THE EXERCISE
Without pictures, output exactly the lines running from the line containing "I would be grateful if you could spot the tv" to the end of the listing below.

--- START DATA SHOWN ---

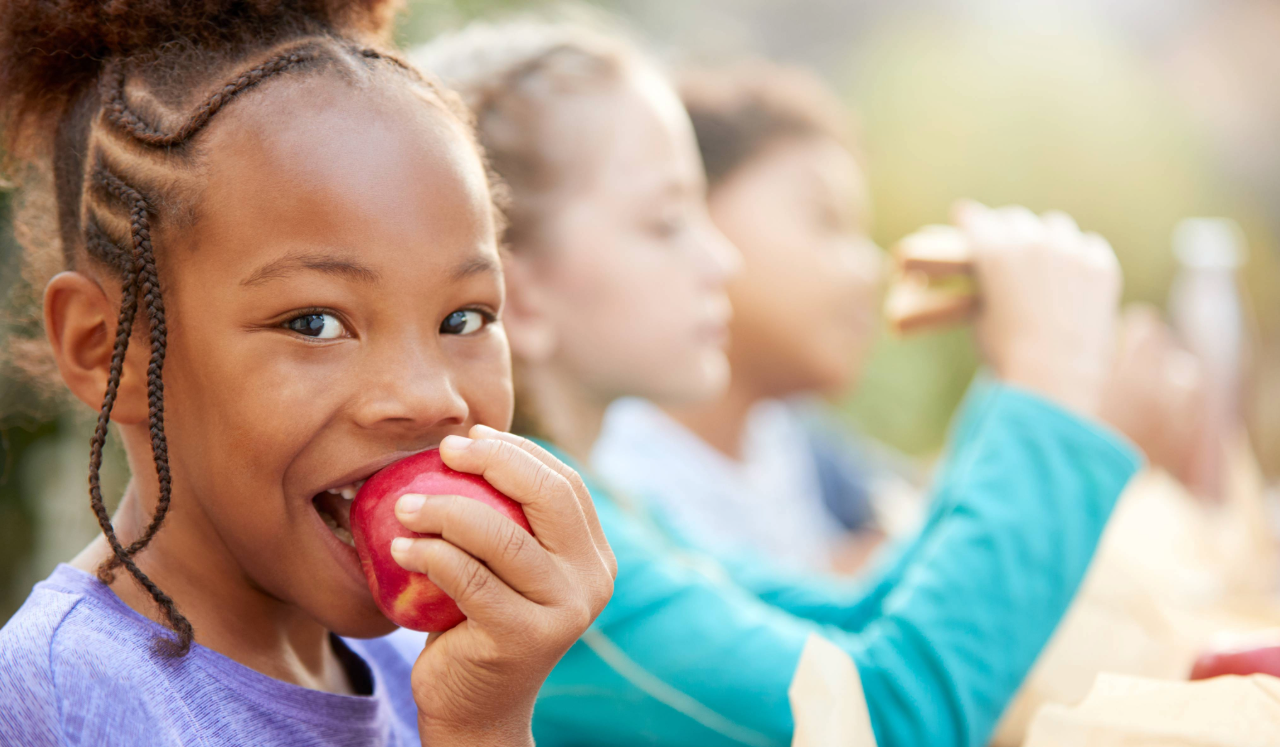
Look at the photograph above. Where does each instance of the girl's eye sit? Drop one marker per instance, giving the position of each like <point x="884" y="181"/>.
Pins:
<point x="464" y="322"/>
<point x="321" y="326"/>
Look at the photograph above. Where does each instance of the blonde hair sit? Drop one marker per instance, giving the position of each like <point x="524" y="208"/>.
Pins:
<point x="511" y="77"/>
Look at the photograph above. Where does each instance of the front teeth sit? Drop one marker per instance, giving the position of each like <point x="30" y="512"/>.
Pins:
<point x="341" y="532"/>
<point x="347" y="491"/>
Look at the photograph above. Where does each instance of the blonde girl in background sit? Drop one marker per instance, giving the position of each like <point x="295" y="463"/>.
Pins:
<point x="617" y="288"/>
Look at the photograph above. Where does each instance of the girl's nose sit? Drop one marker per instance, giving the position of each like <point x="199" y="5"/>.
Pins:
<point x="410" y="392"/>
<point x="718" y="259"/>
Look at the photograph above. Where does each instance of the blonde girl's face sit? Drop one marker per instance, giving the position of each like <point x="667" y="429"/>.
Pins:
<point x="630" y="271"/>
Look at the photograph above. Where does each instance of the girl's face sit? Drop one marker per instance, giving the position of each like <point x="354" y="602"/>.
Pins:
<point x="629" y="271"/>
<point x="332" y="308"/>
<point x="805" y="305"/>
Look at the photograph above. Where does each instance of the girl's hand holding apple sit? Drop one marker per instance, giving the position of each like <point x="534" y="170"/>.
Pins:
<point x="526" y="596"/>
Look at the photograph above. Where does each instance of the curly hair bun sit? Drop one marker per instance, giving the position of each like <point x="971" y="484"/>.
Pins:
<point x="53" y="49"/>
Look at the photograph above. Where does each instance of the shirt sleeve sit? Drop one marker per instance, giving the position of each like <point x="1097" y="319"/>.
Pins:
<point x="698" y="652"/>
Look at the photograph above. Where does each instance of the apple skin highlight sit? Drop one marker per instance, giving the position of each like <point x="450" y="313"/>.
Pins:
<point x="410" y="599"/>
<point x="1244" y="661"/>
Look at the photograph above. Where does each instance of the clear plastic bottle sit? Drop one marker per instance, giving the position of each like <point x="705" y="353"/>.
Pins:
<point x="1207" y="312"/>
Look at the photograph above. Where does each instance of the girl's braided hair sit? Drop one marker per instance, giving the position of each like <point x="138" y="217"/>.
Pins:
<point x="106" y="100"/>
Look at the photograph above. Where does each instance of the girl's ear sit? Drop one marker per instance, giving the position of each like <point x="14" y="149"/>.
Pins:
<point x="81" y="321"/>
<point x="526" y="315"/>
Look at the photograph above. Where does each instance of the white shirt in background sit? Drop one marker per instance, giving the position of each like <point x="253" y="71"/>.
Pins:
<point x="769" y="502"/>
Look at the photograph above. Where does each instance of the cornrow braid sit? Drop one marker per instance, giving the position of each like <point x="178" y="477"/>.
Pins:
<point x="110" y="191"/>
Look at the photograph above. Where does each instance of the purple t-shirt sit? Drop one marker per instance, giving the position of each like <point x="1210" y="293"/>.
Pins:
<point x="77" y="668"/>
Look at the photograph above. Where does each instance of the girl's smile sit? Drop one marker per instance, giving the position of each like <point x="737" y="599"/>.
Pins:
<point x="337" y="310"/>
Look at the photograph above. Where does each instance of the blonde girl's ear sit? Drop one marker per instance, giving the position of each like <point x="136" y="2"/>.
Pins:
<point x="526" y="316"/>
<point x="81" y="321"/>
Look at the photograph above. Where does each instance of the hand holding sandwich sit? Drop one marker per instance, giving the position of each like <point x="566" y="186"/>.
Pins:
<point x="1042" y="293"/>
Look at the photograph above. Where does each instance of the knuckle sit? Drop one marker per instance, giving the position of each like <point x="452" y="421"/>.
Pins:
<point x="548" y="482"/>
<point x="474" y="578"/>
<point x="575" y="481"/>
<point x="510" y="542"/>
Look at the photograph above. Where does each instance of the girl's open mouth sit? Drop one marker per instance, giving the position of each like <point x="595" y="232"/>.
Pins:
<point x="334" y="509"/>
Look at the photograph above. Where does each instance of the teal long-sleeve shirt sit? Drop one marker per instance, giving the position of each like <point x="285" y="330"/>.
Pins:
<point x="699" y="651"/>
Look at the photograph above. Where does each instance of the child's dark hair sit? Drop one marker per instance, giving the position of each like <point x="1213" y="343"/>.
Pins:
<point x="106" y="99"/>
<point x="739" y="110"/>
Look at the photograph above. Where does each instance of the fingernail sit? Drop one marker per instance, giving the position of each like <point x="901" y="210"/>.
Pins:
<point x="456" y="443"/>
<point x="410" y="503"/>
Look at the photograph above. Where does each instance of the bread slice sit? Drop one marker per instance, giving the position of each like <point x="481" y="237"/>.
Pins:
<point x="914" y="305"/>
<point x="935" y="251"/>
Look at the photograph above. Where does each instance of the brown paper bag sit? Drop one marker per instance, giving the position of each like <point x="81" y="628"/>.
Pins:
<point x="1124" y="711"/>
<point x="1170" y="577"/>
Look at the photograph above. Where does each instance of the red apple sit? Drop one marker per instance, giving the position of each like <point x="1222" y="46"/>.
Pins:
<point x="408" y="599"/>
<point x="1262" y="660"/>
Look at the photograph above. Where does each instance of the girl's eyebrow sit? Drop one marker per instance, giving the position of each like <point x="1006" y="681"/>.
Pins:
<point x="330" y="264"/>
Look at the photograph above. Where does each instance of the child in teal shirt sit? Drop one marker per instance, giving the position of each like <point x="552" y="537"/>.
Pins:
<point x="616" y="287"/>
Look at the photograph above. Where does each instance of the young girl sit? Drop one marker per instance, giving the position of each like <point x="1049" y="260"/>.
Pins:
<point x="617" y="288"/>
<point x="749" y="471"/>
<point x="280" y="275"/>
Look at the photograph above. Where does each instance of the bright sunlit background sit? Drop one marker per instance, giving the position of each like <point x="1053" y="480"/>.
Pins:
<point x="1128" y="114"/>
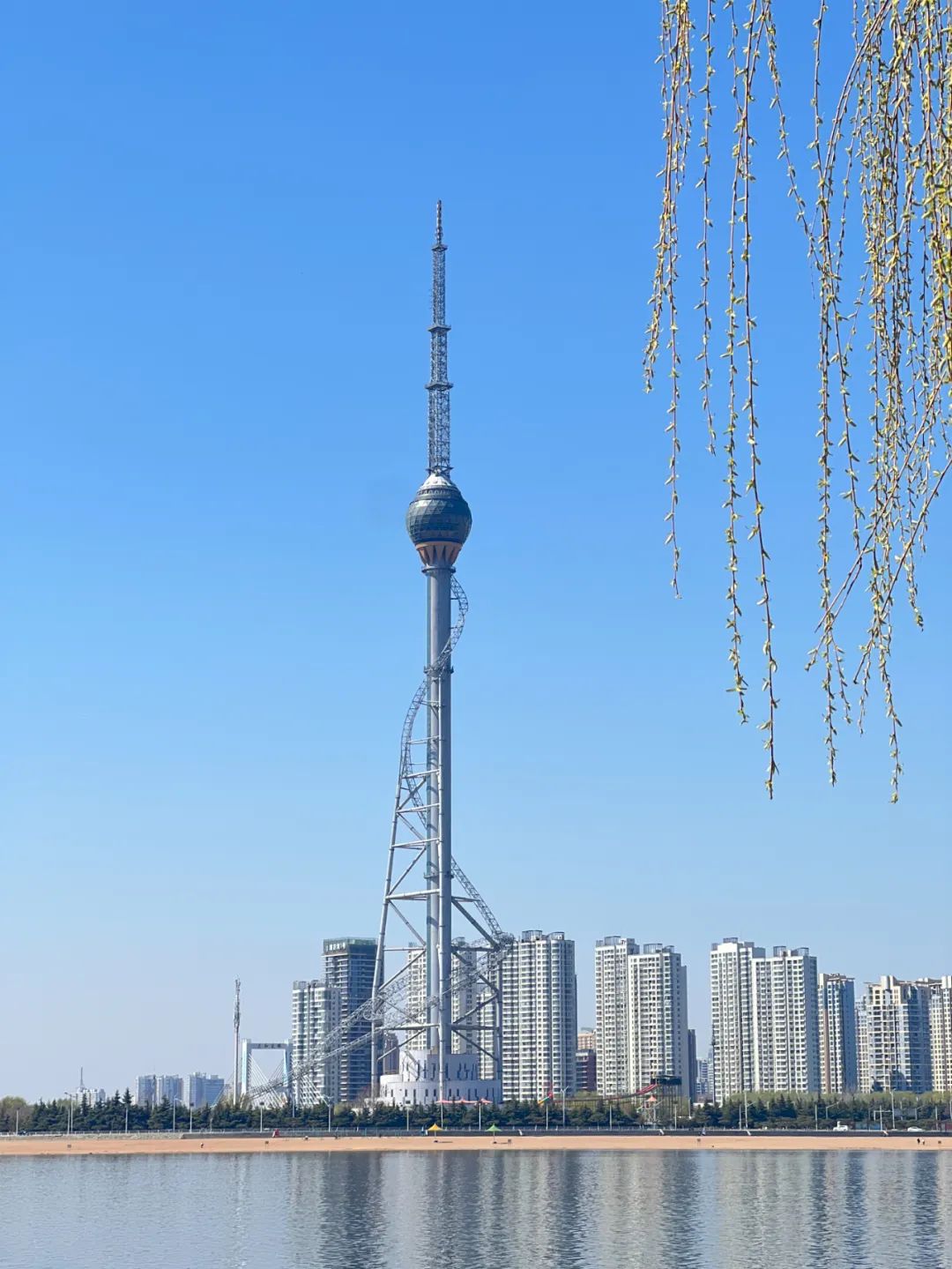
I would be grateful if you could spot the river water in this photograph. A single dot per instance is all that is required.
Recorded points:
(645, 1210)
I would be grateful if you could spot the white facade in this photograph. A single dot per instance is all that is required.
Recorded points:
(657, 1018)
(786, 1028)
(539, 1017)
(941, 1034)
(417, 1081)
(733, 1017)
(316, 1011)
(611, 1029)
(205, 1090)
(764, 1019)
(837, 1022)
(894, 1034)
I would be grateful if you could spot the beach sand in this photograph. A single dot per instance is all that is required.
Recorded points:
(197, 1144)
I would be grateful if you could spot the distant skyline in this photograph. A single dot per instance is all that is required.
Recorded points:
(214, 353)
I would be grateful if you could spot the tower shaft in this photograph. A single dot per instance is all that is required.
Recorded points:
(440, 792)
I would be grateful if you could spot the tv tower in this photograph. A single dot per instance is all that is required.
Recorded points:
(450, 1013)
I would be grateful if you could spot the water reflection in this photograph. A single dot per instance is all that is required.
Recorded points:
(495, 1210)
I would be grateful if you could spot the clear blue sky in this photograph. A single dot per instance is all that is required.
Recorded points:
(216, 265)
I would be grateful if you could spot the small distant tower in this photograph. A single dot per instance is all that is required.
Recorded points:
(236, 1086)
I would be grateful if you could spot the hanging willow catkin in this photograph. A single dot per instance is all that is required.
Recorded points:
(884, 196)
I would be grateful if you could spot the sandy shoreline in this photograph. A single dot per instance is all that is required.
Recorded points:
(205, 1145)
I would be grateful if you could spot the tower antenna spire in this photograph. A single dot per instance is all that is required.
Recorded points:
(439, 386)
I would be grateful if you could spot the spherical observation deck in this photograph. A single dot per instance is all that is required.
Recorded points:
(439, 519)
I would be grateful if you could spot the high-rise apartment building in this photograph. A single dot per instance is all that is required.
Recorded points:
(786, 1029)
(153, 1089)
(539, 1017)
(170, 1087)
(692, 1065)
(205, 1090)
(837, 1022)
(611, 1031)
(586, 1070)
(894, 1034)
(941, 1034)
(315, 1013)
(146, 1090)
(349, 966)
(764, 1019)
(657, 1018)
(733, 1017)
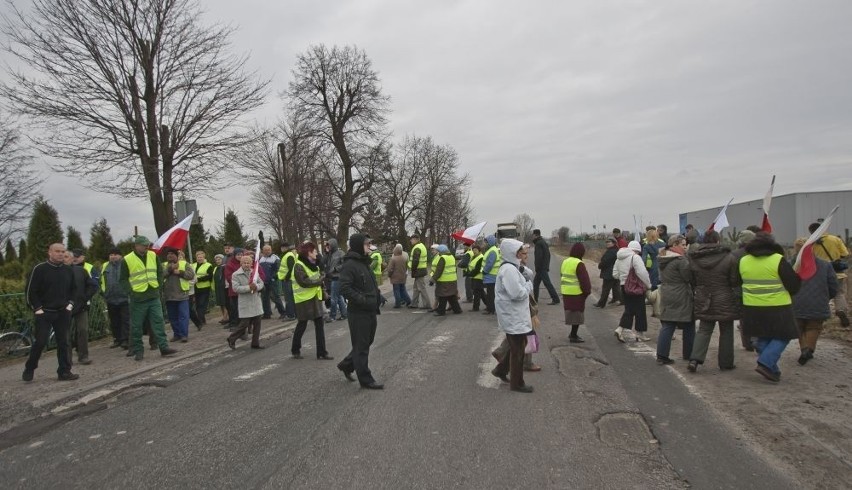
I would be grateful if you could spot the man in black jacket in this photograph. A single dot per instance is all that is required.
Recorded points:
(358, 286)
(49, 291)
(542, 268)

--- END DATA SHOWN ---

ANSWER IN FULL
I would be grateful if you could spot the tv tower in this photograph. A single dot per instance is all that is required.
Recorded points:
(450, 1013)
I would be grateful if you could spot the water reflection in this photograph. A single dot per instance is all that is required.
Recorded points:
(495, 1210)
I would be grateful if you could spot the clear blue sky in this photograph. A single dot per instance is all that is required.
Recorded points:
(216, 265)
I would be grateful if you could spot the small distant tower in this photograph. A single dot per instance is all that is required.
Recorded points:
(236, 1086)
I would be grateful if you could spot the hanging willow catkin in this photograph. A single dot per instance is all that is required.
Recorded points:
(884, 196)
I would be grateful if you could spot the sandy shoreline in this photograph. A single dot per instance is all that is required.
Recorded points:
(205, 1145)
I would be grateful if you could spot the tower antenna spire in this photograph. A single dot per instance is all that is required.
Recorded points:
(439, 386)
I would be grateful if you could spot the spherical observation deck in this photograph. A single dot per instance is all that is required.
Recorded points:
(439, 519)
I would be grateful if you could spot the high-rise apartment building in this photograph. A single dot per instance is all that is required.
Recorded points:
(786, 1029)
(153, 1089)
(539, 1017)
(170, 1087)
(692, 1065)
(205, 1090)
(837, 1022)
(611, 1031)
(586, 1070)
(894, 1034)
(941, 1034)
(315, 1013)
(146, 1090)
(349, 966)
(764, 1019)
(657, 1018)
(733, 1017)
I would be grateful if you could spot the man in black jacket in this photograph. A single dot per instance is all that is required.
Recorded points:
(358, 286)
(49, 291)
(542, 268)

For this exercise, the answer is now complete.